#### Set problem:
Count the lines in the rows below that contain the string "dark". Reply with the number alone.

BEGIN Recorded data

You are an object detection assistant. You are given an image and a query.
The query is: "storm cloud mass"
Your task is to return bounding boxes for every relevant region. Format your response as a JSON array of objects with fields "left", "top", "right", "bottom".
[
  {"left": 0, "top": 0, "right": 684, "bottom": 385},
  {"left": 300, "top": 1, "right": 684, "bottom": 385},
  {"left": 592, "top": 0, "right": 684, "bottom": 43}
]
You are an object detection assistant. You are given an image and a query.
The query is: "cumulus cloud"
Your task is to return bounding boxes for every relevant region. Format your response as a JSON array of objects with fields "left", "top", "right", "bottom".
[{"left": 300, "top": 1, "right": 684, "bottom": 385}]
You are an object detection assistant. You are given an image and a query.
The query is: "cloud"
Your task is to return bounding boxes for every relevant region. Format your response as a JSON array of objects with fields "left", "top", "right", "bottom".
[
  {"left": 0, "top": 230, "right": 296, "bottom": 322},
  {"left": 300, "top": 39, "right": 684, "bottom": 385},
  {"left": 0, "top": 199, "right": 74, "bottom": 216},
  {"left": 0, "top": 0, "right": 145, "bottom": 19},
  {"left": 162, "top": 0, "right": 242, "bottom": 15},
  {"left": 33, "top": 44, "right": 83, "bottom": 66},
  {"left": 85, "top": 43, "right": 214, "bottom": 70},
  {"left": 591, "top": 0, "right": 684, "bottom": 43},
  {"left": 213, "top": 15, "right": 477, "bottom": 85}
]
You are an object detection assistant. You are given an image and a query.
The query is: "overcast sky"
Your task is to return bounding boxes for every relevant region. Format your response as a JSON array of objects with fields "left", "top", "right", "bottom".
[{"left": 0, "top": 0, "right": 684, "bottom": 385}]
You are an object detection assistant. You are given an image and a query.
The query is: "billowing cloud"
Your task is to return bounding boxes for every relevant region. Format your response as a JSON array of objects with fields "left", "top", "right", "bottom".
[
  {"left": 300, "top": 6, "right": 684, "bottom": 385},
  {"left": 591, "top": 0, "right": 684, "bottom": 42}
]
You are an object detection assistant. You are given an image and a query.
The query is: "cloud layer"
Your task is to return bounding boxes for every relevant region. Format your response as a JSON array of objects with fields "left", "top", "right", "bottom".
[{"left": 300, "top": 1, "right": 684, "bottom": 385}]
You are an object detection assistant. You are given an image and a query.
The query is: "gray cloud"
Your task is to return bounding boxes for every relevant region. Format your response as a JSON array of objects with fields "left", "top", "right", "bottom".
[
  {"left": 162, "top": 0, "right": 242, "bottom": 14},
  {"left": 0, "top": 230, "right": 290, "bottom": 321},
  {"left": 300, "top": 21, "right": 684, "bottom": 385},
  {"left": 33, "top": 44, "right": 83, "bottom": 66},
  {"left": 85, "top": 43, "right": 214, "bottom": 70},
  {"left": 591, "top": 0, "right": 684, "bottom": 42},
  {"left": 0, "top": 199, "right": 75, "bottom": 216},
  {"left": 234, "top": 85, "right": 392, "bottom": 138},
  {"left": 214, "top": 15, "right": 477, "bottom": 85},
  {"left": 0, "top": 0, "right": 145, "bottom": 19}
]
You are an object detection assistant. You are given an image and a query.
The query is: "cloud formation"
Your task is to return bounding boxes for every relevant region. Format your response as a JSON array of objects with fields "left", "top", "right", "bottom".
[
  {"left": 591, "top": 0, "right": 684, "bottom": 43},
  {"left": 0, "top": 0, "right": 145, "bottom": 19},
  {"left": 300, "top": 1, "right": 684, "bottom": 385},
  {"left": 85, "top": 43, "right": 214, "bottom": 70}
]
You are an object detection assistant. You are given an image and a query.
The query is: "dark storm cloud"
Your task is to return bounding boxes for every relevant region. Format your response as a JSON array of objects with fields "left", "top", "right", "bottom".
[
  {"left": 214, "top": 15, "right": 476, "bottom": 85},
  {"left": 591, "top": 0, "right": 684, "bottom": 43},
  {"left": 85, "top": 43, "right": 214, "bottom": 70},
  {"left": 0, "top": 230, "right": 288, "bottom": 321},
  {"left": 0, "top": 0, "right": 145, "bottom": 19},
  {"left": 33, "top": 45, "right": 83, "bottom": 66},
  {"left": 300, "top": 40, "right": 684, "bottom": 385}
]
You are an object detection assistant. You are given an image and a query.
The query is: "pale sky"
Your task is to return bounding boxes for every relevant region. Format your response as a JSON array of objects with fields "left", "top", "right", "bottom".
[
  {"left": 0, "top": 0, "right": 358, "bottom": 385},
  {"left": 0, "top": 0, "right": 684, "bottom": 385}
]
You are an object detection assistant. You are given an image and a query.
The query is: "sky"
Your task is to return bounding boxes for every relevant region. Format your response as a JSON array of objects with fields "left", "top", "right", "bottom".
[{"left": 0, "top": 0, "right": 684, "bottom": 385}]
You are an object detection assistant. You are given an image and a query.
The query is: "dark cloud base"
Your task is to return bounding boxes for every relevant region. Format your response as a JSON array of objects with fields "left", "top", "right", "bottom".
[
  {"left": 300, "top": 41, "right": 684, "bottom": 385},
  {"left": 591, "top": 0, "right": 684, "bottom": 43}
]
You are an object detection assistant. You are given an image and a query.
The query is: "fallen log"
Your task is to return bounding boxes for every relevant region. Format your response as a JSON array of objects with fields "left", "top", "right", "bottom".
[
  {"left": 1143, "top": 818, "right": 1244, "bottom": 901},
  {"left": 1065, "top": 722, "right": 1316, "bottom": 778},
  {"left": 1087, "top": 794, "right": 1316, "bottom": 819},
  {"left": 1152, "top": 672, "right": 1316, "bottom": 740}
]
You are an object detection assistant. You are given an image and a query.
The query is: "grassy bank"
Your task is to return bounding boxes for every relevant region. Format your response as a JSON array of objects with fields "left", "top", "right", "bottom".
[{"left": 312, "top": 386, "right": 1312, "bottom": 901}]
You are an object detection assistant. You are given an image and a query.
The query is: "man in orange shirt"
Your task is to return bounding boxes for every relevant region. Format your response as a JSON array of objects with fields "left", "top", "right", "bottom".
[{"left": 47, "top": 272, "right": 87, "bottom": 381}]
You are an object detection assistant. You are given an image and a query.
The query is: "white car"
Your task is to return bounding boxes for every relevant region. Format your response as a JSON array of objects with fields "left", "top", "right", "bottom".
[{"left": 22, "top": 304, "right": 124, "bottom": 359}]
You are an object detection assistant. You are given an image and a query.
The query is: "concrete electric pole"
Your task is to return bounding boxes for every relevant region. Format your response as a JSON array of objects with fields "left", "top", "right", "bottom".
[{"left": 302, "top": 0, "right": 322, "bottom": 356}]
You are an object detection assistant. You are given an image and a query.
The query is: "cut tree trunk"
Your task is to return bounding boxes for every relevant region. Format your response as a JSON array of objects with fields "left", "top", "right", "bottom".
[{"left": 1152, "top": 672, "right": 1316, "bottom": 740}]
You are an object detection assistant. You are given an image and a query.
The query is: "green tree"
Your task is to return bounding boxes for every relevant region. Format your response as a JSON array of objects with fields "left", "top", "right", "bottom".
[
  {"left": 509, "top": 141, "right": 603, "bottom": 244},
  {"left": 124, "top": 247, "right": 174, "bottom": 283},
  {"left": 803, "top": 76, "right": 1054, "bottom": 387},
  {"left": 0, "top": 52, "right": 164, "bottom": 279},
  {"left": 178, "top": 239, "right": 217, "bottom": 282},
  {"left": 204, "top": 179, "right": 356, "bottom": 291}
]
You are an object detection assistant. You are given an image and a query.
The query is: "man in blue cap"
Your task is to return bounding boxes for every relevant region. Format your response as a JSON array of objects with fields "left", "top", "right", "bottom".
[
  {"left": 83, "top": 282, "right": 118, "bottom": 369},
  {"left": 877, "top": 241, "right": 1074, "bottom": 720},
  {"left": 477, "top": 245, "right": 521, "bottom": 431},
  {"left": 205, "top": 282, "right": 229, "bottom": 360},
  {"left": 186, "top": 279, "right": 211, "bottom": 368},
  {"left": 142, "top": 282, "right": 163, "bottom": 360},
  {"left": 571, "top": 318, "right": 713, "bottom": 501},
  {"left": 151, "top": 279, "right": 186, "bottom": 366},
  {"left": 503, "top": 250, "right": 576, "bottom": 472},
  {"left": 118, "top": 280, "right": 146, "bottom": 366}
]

END Recorded data

#### Correct response:
2